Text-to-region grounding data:
BEGIN

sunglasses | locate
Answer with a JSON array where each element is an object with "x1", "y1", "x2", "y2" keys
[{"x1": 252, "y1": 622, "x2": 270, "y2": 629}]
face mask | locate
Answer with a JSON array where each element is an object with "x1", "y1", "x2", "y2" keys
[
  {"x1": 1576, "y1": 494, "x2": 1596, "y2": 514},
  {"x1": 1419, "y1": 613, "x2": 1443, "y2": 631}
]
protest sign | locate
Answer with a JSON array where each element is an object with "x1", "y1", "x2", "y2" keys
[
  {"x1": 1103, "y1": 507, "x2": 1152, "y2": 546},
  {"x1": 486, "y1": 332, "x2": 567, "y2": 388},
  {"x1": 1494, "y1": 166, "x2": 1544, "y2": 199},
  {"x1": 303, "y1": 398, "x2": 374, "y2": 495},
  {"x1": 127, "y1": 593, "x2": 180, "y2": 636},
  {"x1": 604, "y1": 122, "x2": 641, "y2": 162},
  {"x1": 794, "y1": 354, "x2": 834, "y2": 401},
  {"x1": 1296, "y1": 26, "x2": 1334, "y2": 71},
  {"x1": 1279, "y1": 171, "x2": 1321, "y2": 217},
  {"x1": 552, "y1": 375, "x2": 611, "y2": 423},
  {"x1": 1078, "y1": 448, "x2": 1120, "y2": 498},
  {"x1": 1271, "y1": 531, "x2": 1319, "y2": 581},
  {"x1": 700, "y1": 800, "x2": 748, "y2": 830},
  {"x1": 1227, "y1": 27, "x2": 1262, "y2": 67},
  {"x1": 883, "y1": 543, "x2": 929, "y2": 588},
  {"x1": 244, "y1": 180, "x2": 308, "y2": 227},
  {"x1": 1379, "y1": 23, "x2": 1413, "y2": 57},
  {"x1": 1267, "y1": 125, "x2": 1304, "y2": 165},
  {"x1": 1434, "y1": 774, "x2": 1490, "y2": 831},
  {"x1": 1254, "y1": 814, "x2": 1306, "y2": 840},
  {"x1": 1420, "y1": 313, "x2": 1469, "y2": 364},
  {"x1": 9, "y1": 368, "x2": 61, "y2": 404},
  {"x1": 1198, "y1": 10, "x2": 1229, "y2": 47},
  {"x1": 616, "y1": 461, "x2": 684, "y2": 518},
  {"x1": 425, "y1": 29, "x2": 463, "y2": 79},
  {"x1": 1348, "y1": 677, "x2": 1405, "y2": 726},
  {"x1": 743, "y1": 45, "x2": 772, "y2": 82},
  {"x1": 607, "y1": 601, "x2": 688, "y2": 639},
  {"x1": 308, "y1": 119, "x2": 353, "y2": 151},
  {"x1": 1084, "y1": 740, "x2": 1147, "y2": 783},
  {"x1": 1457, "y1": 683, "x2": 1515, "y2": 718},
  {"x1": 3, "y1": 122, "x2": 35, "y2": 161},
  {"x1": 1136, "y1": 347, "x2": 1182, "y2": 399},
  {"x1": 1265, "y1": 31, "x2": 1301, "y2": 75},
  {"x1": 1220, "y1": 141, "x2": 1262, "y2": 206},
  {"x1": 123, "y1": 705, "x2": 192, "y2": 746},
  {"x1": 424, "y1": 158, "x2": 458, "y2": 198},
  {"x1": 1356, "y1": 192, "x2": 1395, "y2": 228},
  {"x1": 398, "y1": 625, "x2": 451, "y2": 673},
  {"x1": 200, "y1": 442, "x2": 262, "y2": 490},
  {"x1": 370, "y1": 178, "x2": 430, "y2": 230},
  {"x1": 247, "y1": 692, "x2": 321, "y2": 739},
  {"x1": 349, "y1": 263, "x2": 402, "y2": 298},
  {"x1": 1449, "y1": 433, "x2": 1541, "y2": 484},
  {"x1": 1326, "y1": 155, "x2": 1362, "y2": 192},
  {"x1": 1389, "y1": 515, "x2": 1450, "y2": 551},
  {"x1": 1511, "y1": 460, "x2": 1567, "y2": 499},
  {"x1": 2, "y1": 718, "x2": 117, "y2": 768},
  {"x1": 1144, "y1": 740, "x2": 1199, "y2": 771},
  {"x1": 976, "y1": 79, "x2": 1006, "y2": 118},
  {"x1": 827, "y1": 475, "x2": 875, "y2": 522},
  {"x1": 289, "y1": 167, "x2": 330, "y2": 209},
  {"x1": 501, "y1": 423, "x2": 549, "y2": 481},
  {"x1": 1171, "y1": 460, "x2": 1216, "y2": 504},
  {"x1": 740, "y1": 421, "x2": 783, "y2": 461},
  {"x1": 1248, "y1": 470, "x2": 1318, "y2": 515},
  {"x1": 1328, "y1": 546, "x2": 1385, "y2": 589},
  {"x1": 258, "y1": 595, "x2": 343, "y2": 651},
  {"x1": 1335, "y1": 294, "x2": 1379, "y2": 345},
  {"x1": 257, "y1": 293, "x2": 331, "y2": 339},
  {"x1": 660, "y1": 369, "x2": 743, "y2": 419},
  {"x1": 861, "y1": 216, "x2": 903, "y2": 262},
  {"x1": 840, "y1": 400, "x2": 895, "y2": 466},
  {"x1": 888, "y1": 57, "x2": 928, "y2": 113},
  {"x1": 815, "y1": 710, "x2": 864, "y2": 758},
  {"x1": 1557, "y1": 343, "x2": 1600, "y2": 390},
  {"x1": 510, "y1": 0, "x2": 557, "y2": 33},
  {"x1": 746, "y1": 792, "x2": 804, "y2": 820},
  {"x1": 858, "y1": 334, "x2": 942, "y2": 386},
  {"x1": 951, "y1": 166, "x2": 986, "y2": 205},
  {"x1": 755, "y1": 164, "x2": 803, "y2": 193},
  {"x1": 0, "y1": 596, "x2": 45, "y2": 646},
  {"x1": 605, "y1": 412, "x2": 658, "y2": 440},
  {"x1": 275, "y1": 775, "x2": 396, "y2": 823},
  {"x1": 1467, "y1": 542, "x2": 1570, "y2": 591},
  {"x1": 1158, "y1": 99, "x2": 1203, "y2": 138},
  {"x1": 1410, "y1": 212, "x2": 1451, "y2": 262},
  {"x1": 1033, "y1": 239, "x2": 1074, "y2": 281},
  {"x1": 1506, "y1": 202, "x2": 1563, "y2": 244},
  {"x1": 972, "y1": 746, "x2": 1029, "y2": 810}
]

END

### What you are asked to do:
Copy each line above where "locate" appears.

### Exercise answer:
sunglasses | locate
face mask | locate
protest sign | locate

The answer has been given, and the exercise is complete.